» Задание a: Представьте в виде JSON-списка строк часть записей, которая начинается строкой со словами «the white window frame» и заканчивается строкой со словами «x=541 y=328», включая обе эти строки. Каждой строке должна соответствовать своя строка списка, пустые строки не включайте.

» Отрывок:
────────────────────

Николай Гумилев в воспоминаниях современников - Страница 5
Сливая серых глаз холодный свет
С коричневатым сумраком иконы.
"Портрет, портрет, и очень похожий портрет", - воскликнул Н. С., прочитав эти стихи: "Вы, вероятно, заметили во мне сочетание экзотики и православия"...
Словом, у H. C. не было причин быть мною недовольным. Но вот случился казус, сразу омрачивший наши отношения.

────────────────────

» Данные для задания:
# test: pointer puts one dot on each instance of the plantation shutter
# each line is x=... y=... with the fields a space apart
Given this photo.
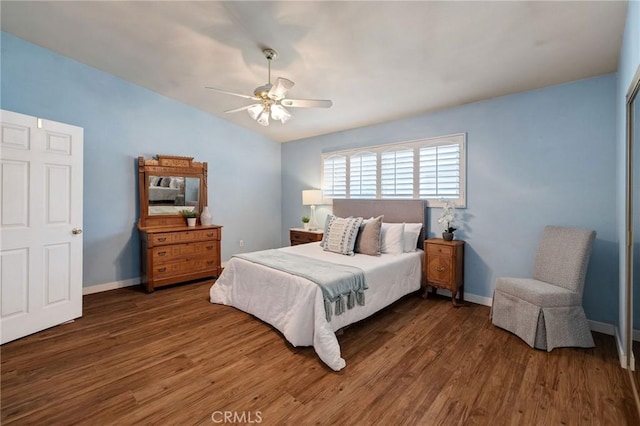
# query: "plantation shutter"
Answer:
x=396 y=173
x=440 y=171
x=335 y=176
x=362 y=175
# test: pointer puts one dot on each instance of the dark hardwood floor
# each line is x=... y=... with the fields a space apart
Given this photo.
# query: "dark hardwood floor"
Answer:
x=172 y=358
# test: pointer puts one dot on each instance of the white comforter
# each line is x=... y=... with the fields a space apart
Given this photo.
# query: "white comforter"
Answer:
x=294 y=305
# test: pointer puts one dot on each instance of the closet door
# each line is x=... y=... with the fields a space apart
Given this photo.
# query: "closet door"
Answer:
x=40 y=224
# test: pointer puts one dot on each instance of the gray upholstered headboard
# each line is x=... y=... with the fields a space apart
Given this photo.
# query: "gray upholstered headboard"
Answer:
x=394 y=211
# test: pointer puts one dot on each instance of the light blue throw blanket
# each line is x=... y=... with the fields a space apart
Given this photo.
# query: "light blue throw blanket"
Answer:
x=338 y=282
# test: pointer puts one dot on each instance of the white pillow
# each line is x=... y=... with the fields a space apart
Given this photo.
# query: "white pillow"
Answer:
x=411 y=235
x=392 y=238
x=342 y=235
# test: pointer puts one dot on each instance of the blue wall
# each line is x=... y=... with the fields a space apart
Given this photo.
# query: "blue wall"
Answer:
x=536 y=158
x=122 y=121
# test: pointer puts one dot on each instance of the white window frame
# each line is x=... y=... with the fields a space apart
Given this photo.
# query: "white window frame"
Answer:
x=459 y=139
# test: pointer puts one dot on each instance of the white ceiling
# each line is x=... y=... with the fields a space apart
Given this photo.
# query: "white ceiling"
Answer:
x=377 y=61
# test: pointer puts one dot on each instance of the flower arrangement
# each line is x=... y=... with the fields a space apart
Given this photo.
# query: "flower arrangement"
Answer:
x=448 y=216
x=188 y=213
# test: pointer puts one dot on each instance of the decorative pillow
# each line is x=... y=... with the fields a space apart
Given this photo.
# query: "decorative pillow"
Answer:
x=368 y=241
x=411 y=235
x=392 y=238
x=342 y=235
x=327 y=226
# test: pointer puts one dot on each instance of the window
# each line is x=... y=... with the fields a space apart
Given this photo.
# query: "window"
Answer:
x=362 y=175
x=429 y=169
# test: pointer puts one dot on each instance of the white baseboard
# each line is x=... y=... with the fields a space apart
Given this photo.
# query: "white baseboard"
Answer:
x=473 y=298
x=600 y=327
x=110 y=286
x=621 y=355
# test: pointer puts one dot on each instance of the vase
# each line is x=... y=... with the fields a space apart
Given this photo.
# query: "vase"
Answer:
x=205 y=216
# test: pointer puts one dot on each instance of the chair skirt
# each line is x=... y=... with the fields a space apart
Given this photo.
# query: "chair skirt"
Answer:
x=541 y=328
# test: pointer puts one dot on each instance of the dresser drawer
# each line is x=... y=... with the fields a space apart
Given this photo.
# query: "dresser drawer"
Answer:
x=185 y=266
x=439 y=270
x=176 y=251
x=184 y=236
x=439 y=250
x=302 y=237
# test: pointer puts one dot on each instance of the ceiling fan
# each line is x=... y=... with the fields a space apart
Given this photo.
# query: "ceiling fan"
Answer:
x=271 y=99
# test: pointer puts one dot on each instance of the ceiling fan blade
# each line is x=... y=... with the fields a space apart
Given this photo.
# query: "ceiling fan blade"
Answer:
x=232 y=93
x=306 y=103
x=279 y=89
x=239 y=109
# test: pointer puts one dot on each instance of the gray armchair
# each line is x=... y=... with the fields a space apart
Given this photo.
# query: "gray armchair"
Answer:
x=546 y=311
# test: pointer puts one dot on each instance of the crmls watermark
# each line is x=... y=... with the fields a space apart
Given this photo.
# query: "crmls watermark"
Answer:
x=236 y=417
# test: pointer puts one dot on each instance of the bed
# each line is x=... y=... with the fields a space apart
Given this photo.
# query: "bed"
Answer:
x=296 y=306
x=165 y=189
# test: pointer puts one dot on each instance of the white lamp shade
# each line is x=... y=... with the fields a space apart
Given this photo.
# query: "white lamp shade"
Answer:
x=312 y=197
x=280 y=113
x=255 y=110
x=263 y=119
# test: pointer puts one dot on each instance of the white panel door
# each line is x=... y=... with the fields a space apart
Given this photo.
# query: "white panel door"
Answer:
x=40 y=224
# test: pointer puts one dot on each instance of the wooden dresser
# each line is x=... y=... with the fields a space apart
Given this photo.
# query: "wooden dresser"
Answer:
x=170 y=251
x=302 y=236
x=444 y=266
x=177 y=254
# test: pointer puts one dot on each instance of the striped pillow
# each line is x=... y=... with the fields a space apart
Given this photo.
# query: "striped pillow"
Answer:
x=341 y=234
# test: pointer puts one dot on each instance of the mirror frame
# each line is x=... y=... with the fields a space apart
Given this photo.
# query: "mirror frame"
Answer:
x=631 y=144
x=168 y=165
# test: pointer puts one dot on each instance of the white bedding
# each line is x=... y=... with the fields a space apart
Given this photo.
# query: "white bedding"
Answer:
x=161 y=193
x=295 y=305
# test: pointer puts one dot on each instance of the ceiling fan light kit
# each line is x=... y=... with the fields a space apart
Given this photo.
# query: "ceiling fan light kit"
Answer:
x=271 y=98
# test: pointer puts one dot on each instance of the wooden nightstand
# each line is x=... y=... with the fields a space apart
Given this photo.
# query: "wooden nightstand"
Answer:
x=444 y=267
x=301 y=236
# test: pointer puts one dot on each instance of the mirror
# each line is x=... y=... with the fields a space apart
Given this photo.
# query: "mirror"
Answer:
x=168 y=185
x=634 y=256
x=632 y=226
x=171 y=194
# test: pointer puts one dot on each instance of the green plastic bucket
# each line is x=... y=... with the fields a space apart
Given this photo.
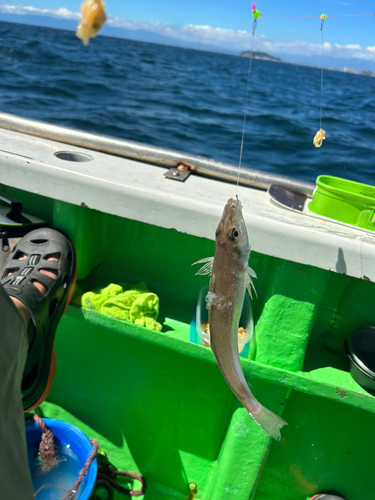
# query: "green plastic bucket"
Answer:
x=346 y=201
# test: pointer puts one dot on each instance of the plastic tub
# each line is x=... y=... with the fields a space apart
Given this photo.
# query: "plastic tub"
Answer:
x=345 y=201
x=198 y=332
x=73 y=448
x=360 y=348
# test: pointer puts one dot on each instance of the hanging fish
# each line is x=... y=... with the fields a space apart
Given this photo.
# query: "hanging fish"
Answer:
x=93 y=18
x=230 y=277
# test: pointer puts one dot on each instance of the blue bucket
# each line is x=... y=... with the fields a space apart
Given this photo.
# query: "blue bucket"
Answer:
x=70 y=442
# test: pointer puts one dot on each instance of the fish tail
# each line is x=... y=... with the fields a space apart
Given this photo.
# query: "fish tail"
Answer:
x=269 y=422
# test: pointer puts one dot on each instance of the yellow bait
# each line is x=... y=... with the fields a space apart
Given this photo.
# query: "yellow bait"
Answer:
x=93 y=18
x=319 y=138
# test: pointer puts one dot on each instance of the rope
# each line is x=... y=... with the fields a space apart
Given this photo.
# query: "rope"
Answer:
x=106 y=479
x=72 y=494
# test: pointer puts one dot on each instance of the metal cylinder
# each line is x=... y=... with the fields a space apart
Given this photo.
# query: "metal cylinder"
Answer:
x=152 y=154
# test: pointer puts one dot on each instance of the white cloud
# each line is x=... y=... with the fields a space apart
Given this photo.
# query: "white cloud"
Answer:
x=24 y=10
x=235 y=40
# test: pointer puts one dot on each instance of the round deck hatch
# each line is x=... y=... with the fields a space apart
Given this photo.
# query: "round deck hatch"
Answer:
x=73 y=156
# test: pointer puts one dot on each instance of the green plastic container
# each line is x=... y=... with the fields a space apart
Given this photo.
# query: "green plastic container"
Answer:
x=158 y=404
x=346 y=201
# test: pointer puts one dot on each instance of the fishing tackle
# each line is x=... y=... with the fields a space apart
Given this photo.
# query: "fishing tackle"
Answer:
x=319 y=138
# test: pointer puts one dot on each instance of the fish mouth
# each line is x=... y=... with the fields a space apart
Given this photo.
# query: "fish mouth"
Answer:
x=232 y=209
x=232 y=216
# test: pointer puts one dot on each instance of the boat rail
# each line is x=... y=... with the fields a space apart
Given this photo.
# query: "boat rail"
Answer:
x=152 y=154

────────────────────

» Задание b: Перепечатайте из отрывка о Гумилеве фрагмент, который начинается словами «Николай Гумилев в» и заканчивается словами «омрачивший наши отношения.».

» Правильный ответ a:
[
  "# test: pointer puts one dot on each instance of the white window frame",
  "# each line is x=... y=... with the fields a space apart",
  "Given this photo.",
  "# query: \"white window frame\"",
  "Answer:",
  "x=459 y=139",
  "# test: pointer puts one dot on each instance of the white ceiling",
  "# each line is x=... y=... with the fields a space apart",
  "Given this photo.",
  "# query: \"white ceiling\"",
  "Answer:",
  "x=377 y=61",
  "# test: pointer puts one dot on each instance of the flower arrangement",
  "# each line is x=... y=... with the fields a space apart",
  "Given this photo.",
  "# query: \"flower arrangement\"",
  "Answer:",
  "x=448 y=216",
  "x=188 y=213",
  "# test: pointer puts one dot on each instance of the decorative pillow",
  "# each line is x=... y=... with the fields a space apart",
  "Given this photo.",
  "# query: \"decorative pillow\"",
  "Answer:",
  "x=368 y=241",
  "x=411 y=235",
  "x=392 y=238",
  "x=342 y=235",
  "x=327 y=226",
  "# test: pointer puts one dot on each instance of the window",
  "# each line is x=... y=... with the fields a space apart",
  "Given this photo.",
  "# query: \"window\"",
  "Answer:",
  "x=362 y=175",
  "x=429 y=169",
  "# test: pointer puts one dot on each instance of the white baseboard",
  "# each line is x=... y=... with the fields a space apart",
  "Given this photo.",
  "# query: \"white baseboard\"",
  "Answer:",
  "x=473 y=298",
  "x=600 y=327",
  "x=110 y=286",
  "x=621 y=355",
  "# test: pointer puts one dot on each instance of the vase",
  "# each line is x=... y=... with the fields a space apart",
  "Given this photo.",
  "# query: \"vase\"",
  "Answer:",
  "x=205 y=216",
  "# test: pointer puts one dot on each instance of the chair skirt",
  "# each line is x=... y=... with the fields a space apart",
  "Given this photo.",
  "# query: \"chair skirt\"",
  "Answer:",
  "x=541 y=328"
]

» Правильный ответ b:
Николай Гумилев в воспоминаниях современников - Страница 5
Сливая серых глаз холодный свет
С коричневатым сумраком иконы.
"Портрет, портрет, и очень похожий портрет", - воскликнул Н. С., прочитав эти стихи: "Вы, вероятно, заметили во мне сочетание экзотики и православия"...
Словом, у H. C. не было причин быть мною недовольным. Но вот случился казус, сразу омрачивший наши отношения.